┌─ DATA EXTRACT

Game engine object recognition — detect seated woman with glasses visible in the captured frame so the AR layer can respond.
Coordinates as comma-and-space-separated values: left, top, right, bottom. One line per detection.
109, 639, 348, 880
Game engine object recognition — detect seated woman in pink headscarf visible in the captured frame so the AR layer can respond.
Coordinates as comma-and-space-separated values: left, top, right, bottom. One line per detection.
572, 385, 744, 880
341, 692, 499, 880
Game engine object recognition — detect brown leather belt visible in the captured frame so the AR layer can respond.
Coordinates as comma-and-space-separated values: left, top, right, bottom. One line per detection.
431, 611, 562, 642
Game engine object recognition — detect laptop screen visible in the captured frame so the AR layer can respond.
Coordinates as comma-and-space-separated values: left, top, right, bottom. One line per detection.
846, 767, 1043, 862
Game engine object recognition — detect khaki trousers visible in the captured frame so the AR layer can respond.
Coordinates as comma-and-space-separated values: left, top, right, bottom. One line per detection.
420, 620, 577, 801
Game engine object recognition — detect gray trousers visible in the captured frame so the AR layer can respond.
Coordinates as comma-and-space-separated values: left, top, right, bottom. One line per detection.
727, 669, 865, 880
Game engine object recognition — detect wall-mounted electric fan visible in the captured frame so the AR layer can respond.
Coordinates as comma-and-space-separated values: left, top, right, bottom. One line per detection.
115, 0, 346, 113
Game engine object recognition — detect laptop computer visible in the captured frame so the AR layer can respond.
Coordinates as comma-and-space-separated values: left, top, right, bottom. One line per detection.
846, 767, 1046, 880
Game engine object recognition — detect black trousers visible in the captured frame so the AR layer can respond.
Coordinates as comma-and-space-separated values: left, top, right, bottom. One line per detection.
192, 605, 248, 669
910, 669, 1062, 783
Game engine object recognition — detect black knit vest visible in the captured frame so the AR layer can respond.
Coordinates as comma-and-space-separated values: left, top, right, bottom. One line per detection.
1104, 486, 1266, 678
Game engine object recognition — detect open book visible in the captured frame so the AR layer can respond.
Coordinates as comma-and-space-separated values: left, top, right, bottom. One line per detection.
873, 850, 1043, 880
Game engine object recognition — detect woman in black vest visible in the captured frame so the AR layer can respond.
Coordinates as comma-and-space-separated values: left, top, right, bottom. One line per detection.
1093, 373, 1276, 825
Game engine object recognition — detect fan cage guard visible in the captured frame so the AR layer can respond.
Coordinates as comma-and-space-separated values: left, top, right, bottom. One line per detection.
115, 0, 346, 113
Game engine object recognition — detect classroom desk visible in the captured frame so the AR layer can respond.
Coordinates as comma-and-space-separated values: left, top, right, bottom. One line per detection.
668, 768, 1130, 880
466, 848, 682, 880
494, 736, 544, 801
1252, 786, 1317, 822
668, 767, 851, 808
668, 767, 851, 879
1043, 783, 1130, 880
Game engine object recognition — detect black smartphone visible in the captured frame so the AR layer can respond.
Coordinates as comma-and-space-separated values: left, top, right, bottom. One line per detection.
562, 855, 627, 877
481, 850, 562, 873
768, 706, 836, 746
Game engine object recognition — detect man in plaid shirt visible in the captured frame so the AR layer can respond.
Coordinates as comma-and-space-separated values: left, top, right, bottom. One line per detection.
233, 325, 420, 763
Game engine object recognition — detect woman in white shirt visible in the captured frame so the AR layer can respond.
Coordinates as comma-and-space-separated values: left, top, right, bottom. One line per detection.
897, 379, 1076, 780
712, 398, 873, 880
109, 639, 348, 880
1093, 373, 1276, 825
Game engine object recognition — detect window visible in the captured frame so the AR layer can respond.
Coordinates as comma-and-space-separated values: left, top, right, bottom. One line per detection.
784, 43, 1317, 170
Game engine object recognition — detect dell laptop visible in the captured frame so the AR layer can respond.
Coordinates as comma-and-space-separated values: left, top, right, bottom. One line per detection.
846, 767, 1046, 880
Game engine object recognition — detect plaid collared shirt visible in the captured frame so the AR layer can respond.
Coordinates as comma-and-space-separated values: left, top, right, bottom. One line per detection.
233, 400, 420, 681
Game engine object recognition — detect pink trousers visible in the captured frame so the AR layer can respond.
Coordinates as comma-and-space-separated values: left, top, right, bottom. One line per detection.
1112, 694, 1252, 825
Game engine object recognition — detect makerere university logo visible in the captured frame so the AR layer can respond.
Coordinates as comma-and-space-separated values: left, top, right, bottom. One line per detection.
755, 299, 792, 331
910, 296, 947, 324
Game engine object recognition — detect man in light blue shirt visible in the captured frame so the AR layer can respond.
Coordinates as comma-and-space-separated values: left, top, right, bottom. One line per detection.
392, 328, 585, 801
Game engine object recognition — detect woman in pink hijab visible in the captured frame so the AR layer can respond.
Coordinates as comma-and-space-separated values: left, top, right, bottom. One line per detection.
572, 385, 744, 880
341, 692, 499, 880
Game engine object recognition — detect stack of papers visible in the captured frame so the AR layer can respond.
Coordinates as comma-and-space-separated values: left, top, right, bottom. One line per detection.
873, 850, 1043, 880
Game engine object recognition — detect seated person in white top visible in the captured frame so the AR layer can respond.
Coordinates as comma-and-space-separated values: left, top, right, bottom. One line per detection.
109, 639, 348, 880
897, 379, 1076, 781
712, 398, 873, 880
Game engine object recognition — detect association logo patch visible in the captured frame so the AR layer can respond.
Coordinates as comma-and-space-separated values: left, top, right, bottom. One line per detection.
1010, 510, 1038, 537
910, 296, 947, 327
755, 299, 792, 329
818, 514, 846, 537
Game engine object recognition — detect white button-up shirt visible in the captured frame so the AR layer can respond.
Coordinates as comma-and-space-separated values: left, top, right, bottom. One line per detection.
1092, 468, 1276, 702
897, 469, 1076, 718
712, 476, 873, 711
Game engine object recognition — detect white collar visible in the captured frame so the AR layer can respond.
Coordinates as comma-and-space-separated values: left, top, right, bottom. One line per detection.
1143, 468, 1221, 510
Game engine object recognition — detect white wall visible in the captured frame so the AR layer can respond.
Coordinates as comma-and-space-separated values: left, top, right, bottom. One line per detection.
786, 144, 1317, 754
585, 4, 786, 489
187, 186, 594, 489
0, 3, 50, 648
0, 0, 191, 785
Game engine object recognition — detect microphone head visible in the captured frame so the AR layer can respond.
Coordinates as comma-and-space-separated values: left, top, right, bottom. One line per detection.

└─

**TASK REQUIREMENTS**
Rewrite all the records above, renaming "captured frame" to "camera view" wherever it occurs and keeping everything else the same.

**FINISHED EXERCISE**
Game engine object recognition — detect seated woman with glasses visible in the camera view so the AR layer can respond.
Coordinates as comma-and-space-separated values: left, top, right, bottom. One line per detection.
109, 639, 348, 880
Game engine object recognition — detect seated woman in pink headscarf visible in the camera view so the AR layer can respond.
Coordinates as comma-and-space-separated values: left, top, right, bottom. One line per detection.
572, 385, 744, 880
341, 692, 499, 880
Game engine object recognition — detect brown leather belt visible in the camera view so the AR layer can respond.
Coordinates as comma-and-space-separated values: left, top, right, bottom. One line per detection.
431, 611, 562, 642
Game engine object recognition — detect laptop screen visible in the camera view so the AR layer can respond.
Coordinates as comma-and-space-separated values: left, top, right, bottom. One line per detection.
846, 767, 1043, 862
Game engine object recognition — detect khaki trousers visible in the camera view so the AR layer can respond.
Coordinates as comma-and-space-separated values: left, top, right, bottom. One line per detection.
420, 620, 577, 801
Game engine object recognition — detect gray trousers visible in the camera view so the AR layer can respond.
Coordinates as comma-and-space-separated values: left, top, right, bottom. One line per detection.
727, 669, 865, 880
Game engine object recognition — detect wall-mounted electric fan visible in the camera view so the AR layer can respond.
Coordinates as comma-and-space-separated values: left, top, right, bottom. One line per detection.
115, 0, 346, 113
Game engine object recognition — detect laptop computer visible in the camera view so the AR layer can respond.
Coordinates as comma-and-space-separated values: left, top, right, bottom. One line per detection.
846, 767, 1046, 880
Game engine object recognition — detect black trousers visible in the camera view so the AR layer can respond.
Coordinates as comma-and-space-separated values: left, top, right, bottom. One line per detection.
192, 605, 248, 669
910, 669, 1062, 783
Game engine object recognition — detect black knit vest visible in the camera view so the AR layer can respond.
Coordinates as comma-and-space-separated values: left, top, right, bottom. One line per detection.
1104, 486, 1266, 678
Game engine object recognition — detect open book visible in the camera view so the AR layer can respond.
Coordinates as comma-and-space-separated values: left, top, right, bottom. One line per detection.
873, 850, 1043, 880
Game engine object recognition — detect woman in black vest visible in the camera view so the AR layer can respond.
Coordinates as comma-and-space-separated values: left, top, right, bottom. One line per detection.
1093, 373, 1276, 825
Game engine object recognition — detect fan cage guard visible in the camera view so the AR layer can respond.
Coordinates as comma-and-space-separated values: left, top, right, bottom. One line per detection.
115, 0, 346, 113
Game engine object recognition — detect classroom desk visible in the camera view so the AR layer can respond.
Coordinates as comma-and-space-separated values: left, top, right, bottom. One line per detection.
668, 768, 1130, 880
466, 848, 682, 880
494, 736, 544, 801
1252, 786, 1317, 822
668, 767, 851, 808
668, 767, 851, 879
1043, 783, 1130, 880
Game engine object recognition — detect black smartphone visible in the camera view so the AR layer can respond.
Coordinates as comma-and-space-separated values: left, top, right, bottom. One line per detection.
562, 855, 627, 877
481, 850, 562, 873
768, 706, 836, 746
Game engine object recognition — detect man in plaid shirt visible in the camera view so the AR layer can respond.
Coordinates as comma-and-space-separated values: left, top, right, bottom. One line per detection.
233, 325, 420, 763
Game engine object recognition — detect woman in white shirt visible in the camera view so the AR layer can respond.
Coordinates as comma-and-space-separated values: left, top, right, bottom. One line per detection.
897, 379, 1076, 780
712, 398, 873, 880
109, 639, 348, 880
1093, 373, 1276, 825
Game engine object recognition — detect window visible in the camera view so the AR layer can respond.
Coordinates as comma-and-space-separated values: left, top, right, bottom. One line per detection.
784, 43, 1317, 170
Game engine object recognition — detect dell laptop visible in the camera view so the AR layer can respond.
Coordinates as comma-and-space-separated values: left, top, right, bottom. One line per detection.
846, 767, 1046, 880
Game engine object recognition — detect plaid collared shirt visible in the camera view so the AR layer can respond.
Coordinates as comma-and-space-separated values: left, top, right, bottom. One line per detection.
233, 400, 420, 681
Game engine object recognition — detect pink trousers visible in the camera view so the AR layer can respond.
Coordinates as comma-and-space-separated values: left, top, right, bottom. One line per detection.
1112, 694, 1252, 825
Game engine object recognition — detect makerere university logo visible in the camera view so the AR layer can respond.
Coordinates as comma-and-space-separated values: left, top, right, bottom. One line per detection.
755, 299, 792, 331
910, 296, 947, 324
Game engine object recognition — detect man in light blue shirt visible in the camera view so the AR layer can respond.
Coordinates as comma-and-space-separated values: left, top, right, bottom. One line per detection.
392, 328, 585, 801
Game engine object recognition — detect woman in pink hijab visible in the camera view so the AR layer can respond.
Coordinates as comma-and-space-separated values: left, top, right, bottom. One line per detection.
572, 385, 744, 880
341, 692, 499, 880
Game engine object recognition — detect stack of papers visible in the camera view so the AR layer can respond.
Coordinates as comma-and-space-separated values: left, top, right, bottom. One line per detection.
873, 850, 1043, 880
Game engine object recognition — detect seated person in white top visible in the camera view so the AR layer can respond.
Coordinates as comma-and-space-separated values: left, top, right, bottom. One line per detection.
109, 639, 348, 880
897, 379, 1076, 781
712, 398, 873, 880
Game engine object recognition — detect association logo patch visible in the camera view so the AR layer can respond.
Coordinates as comma-and-space-separated values: left, top, right, bottom. One line per detection.
1010, 510, 1038, 537
910, 296, 947, 327
755, 299, 792, 329
818, 514, 846, 537
Game engine object recognition — detect white button-up shirt visible in the camera view so the AR layer can respond.
Coordinates as comma-and-space-separated values: left, top, right, bottom. One line per detection.
1092, 468, 1276, 702
897, 469, 1076, 718
712, 476, 873, 711
Game engine object recognition — detect white collar visible in the camera view so the AR layer can respond.
Coordinates as comma-and-space-separated values: left, top, right, bottom. One line per detection.
1143, 468, 1221, 510
Game engine object recognition — detect white wall visible in the camera view so the AR layer can respond.
Coordinates as comma-and-space-separated values: left, top, right, bottom. One line per detection.
786, 144, 1317, 754
585, 4, 786, 489
187, 186, 594, 489
0, 3, 50, 648
0, 0, 191, 785
Game engine object recognition — detect microphone head visible in the camera view so the AR layer can respond.
Coordinates as comma-and-space-separated values: left, top, right, bottom. One line per detection.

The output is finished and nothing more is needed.